[Start of Attachment]

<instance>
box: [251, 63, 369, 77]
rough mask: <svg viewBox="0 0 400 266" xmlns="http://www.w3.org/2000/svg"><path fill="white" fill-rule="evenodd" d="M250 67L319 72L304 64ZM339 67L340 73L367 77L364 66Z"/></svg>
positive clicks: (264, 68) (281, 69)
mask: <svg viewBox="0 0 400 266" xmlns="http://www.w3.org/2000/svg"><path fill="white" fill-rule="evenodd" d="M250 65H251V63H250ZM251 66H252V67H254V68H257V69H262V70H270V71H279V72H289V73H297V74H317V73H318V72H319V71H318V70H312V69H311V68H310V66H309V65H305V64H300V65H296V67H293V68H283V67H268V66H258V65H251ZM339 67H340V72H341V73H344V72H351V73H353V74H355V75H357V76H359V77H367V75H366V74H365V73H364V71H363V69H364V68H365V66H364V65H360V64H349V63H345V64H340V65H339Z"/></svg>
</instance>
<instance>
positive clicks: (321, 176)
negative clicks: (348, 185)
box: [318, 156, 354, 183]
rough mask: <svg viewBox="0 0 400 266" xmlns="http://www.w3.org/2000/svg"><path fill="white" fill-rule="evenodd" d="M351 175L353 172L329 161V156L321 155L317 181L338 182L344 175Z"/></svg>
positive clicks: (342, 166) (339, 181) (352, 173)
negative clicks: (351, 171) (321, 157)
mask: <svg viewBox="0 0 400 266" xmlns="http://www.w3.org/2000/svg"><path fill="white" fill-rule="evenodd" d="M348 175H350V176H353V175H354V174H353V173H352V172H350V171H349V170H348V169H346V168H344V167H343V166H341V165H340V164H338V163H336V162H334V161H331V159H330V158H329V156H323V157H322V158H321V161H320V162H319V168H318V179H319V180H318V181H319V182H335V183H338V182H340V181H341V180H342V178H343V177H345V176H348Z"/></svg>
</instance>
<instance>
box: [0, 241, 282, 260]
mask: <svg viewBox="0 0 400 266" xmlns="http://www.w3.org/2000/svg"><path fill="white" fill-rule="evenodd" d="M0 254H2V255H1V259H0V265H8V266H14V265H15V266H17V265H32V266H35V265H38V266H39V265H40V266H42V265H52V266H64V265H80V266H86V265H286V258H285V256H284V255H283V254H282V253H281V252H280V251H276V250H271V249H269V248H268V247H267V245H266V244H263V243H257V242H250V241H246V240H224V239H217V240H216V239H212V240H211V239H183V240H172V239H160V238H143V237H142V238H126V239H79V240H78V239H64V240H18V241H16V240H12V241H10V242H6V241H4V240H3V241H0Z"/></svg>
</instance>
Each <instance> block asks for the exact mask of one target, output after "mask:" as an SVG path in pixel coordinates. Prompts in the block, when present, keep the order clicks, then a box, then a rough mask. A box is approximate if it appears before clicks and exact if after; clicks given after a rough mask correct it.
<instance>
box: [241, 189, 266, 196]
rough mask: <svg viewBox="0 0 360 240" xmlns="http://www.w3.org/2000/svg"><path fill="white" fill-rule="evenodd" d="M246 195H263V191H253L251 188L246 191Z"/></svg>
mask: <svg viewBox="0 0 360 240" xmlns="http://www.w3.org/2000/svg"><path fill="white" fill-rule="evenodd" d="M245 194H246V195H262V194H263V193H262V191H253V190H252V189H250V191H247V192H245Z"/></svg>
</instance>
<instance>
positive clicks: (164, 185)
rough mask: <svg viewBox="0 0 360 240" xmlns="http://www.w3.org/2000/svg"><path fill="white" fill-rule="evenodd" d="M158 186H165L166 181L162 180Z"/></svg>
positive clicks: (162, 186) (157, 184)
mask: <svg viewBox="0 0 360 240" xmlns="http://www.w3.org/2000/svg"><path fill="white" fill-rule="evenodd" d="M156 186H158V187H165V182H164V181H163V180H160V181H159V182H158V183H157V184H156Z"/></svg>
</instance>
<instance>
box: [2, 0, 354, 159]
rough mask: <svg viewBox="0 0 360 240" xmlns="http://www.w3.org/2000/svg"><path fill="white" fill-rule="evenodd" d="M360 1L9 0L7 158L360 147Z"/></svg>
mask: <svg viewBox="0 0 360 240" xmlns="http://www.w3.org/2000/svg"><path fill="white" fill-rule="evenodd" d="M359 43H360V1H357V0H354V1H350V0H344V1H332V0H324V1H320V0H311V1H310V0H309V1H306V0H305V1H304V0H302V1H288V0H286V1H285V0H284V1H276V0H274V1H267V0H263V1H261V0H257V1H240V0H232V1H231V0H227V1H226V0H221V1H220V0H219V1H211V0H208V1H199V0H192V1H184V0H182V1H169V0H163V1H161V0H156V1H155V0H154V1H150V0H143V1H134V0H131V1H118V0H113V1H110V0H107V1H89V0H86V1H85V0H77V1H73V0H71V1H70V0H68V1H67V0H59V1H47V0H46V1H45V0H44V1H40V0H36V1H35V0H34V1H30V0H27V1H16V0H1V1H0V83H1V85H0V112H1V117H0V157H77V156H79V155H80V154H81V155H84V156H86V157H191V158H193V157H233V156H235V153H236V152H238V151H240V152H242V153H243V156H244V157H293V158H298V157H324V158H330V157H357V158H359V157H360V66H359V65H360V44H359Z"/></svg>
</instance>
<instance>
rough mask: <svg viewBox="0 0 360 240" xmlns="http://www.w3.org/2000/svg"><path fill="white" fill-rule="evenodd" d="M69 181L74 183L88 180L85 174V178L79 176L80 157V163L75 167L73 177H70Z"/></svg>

[End of Attachment]

Output the material in full, exactly as it appears.

<instance>
box: [251, 63, 369, 77]
rough mask: <svg viewBox="0 0 400 266" xmlns="http://www.w3.org/2000/svg"><path fill="white" fill-rule="evenodd" d="M250 67L319 72L304 64ZM339 67L340 73L367 77L364 66Z"/></svg>
positive clicks: (264, 68) (281, 69)
mask: <svg viewBox="0 0 400 266" xmlns="http://www.w3.org/2000/svg"><path fill="white" fill-rule="evenodd" d="M250 65H251V63H250ZM251 66H252V67H254V68H257V69H262V70H270V71H279V72H289V73H297V74H317V73H318V72H319V71H318V70H312V69H311V68H310V66H309V65H305V64H300V65H296V67H293V68H283V67H268V66H258V65H251ZM339 67H340V72H341V73H344V72H351V73H353V74H355V75H357V76H359V77H367V75H366V74H365V73H364V71H363V69H364V68H365V66H364V65H360V64H349V63H345V64H340V65H339Z"/></svg>
</instance>
<instance>
positive clicks: (321, 176)
negative clicks: (348, 185)
box: [318, 156, 354, 183]
rough mask: <svg viewBox="0 0 400 266" xmlns="http://www.w3.org/2000/svg"><path fill="white" fill-rule="evenodd" d="M351 175L353 172L329 161V156L321 155L317 181L338 182L344 175Z"/></svg>
positive clicks: (342, 166) (339, 181) (352, 173)
negative clicks: (351, 171) (321, 157)
mask: <svg viewBox="0 0 400 266" xmlns="http://www.w3.org/2000/svg"><path fill="white" fill-rule="evenodd" d="M348 175H350V176H353V175H354V174H353V173H352V172H350V171H349V170H348V169H346V168H344V167H343V166H341V165H340V164H338V163H336V162H334V161H331V159H330V158H329V156H323V157H322V158H321V161H320V162H319V168H318V179H319V180H318V181H319V182H335V183H338V182H340V181H341V180H342V178H343V177H345V176H348Z"/></svg>
</instance>
<instance>
box: [0, 241, 282, 260]
mask: <svg viewBox="0 0 400 266" xmlns="http://www.w3.org/2000/svg"><path fill="white" fill-rule="evenodd" d="M0 254H2V255H1V259H0V265H8V266H14V265H15V266H17V265H32V266H35V265H38V266H39V265H40V266H42V265H52V266H64V265H80V266H86V265H286V258H285V256H284V255H283V254H282V253H281V252H280V251H276V250H271V249H269V248H268V247H267V245H266V244H263V243H257V242H250V241H246V240H224V239H217V240H216V239H212V240H211V239H183V240H172V239H160V238H143V237H142V238H126V239H79V240H78V239H64V240H18V241H16V240H12V241H10V242H6V241H4V240H3V241H0Z"/></svg>
</instance>
Each <instance> block asks for the exact mask of one target, output after "mask:" as an SVG path in pixel coordinates. Prompts in the block, when present, keep the order clicks, then a box, then a rough mask. A box is approximate if it appears before clicks and exact if after; clicks given after a rough mask correct it.
<instance>
box: [241, 189, 266, 196]
rough mask: <svg viewBox="0 0 360 240" xmlns="http://www.w3.org/2000/svg"><path fill="white" fill-rule="evenodd" d="M246 195H263V191H253L251 188L246 191Z"/></svg>
mask: <svg viewBox="0 0 360 240" xmlns="http://www.w3.org/2000/svg"><path fill="white" fill-rule="evenodd" d="M245 194H246V195H262V194H263V193H262V191H253V190H252V189H250V191H247V192H245Z"/></svg>
</instance>
<instance>
positive clicks: (164, 185)
rough mask: <svg viewBox="0 0 360 240" xmlns="http://www.w3.org/2000/svg"><path fill="white" fill-rule="evenodd" d="M158 186H165L166 181L162 180Z"/></svg>
positive clicks: (162, 186) (157, 184)
mask: <svg viewBox="0 0 360 240" xmlns="http://www.w3.org/2000/svg"><path fill="white" fill-rule="evenodd" d="M156 186H158V187H165V182H164V181H163V180H160V181H159V182H158V183H157V184H156Z"/></svg>
</instance>
<instance>
box: [2, 0, 354, 159]
rough mask: <svg viewBox="0 0 360 240" xmlns="http://www.w3.org/2000/svg"><path fill="white" fill-rule="evenodd" d="M360 1L9 0L7 158L360 147Z"/></svg>
mask: <svg viewBox="0 0 360 240" xmlns="http://www.w3.org/2000/svg"><path fill="white" fill-rule="evenodd" d="M359 43H360V1H357V0H354V1H350V0H344V1H332V0H324V1H320V0H311V1H310V0H309V1H306V0H305V1H304V0H302V1H288V0H286V1H285V0H284V1H276V0H274V1H267V0H263V1H261V0H257V1H240V0H232V1H231V0H227V1H226V0H221V1H220V0H219V1H211V0H208V1H199V0H192V1H184V0H182V1H169V0H163V1H161V0H156V1H155V0H154V1H150V0H143V1H134V0H131V1H118V0H113V1H110V0H107V1H89V0H86V1H85V0H77V1H73V0H71V1H70V0H68V1H67V0H59V1H47V0H46V1H45V0H44V1H40V0H36V1H35V0H34V1H30V0H27V1H16V0H1V1H0V83H1V85H0V112H1V117H0V157H77V156H79V155H80V154H81V155H84V156H86V157H191V158H193V157H233V156H235V153H236V152H238V151H240V152H242V153H243V156H244V157H293V158H298V157H324V158H330V157H357V158H359V157H360V66H359V65H360V44H359Z"/></svg>
</instance>
<instance>
rough mask: <svg viewBox="0 0 360 240" xmlns="http://www.w3.org/2000/svg"><path fill="white" fill-rule="evenodd" d="M69 181L74 183L88 180L85 174V178L79 176L80 157V163L75 167L73 177H70Z"/></svg>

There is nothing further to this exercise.